### Task statement
In the entries that follow, how many lines contain the word "coat"? Answer with the number only.

### Information given

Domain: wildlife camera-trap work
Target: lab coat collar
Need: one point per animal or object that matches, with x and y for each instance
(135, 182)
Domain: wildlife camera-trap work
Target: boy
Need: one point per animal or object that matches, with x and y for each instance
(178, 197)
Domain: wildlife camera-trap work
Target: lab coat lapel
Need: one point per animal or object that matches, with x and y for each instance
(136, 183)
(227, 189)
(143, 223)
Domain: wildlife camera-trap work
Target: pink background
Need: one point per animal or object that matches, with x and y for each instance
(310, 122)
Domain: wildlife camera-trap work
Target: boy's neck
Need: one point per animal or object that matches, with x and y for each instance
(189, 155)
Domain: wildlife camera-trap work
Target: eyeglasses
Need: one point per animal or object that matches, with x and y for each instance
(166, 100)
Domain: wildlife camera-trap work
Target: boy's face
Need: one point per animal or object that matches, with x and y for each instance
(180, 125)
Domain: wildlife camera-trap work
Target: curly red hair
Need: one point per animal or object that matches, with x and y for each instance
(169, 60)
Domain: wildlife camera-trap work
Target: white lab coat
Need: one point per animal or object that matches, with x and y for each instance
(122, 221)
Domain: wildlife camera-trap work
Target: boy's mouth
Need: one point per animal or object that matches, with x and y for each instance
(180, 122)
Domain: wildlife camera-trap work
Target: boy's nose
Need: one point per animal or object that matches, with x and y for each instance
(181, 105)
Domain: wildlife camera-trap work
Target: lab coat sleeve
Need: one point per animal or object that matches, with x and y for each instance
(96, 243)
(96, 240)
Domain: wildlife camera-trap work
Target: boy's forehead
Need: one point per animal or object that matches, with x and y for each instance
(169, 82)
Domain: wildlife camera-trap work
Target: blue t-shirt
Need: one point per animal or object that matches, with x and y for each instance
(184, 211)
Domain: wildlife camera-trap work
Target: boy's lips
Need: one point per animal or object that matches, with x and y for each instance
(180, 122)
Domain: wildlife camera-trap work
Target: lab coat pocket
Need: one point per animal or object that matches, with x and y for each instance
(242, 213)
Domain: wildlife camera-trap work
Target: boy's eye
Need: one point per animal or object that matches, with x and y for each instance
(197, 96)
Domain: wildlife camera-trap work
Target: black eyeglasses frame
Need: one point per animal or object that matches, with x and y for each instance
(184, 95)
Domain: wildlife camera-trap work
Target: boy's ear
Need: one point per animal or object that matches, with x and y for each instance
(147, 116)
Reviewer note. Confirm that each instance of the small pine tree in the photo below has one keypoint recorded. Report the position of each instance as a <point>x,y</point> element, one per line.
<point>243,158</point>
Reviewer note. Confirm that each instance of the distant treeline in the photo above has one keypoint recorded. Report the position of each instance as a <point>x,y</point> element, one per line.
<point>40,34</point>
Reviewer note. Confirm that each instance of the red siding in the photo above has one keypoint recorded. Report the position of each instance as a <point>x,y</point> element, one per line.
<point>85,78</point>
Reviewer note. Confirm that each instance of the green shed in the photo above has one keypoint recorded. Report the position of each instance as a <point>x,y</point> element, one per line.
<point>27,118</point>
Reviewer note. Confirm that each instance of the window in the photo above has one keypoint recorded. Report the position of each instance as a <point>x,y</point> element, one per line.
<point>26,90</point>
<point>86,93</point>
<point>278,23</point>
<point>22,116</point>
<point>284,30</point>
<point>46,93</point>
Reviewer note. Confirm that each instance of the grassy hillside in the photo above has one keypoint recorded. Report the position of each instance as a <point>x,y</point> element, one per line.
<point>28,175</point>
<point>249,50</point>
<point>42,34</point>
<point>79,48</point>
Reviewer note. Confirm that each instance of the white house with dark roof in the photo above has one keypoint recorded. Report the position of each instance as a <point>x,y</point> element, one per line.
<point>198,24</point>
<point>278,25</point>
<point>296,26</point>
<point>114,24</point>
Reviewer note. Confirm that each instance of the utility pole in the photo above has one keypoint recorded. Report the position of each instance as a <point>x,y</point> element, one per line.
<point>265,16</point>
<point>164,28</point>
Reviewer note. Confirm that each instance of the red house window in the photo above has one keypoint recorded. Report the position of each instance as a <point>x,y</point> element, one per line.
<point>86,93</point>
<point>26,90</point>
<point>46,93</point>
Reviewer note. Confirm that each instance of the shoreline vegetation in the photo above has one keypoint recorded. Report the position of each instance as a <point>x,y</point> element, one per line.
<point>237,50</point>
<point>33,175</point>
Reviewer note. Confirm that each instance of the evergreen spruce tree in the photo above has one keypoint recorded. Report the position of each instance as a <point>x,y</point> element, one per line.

### Result of the task
5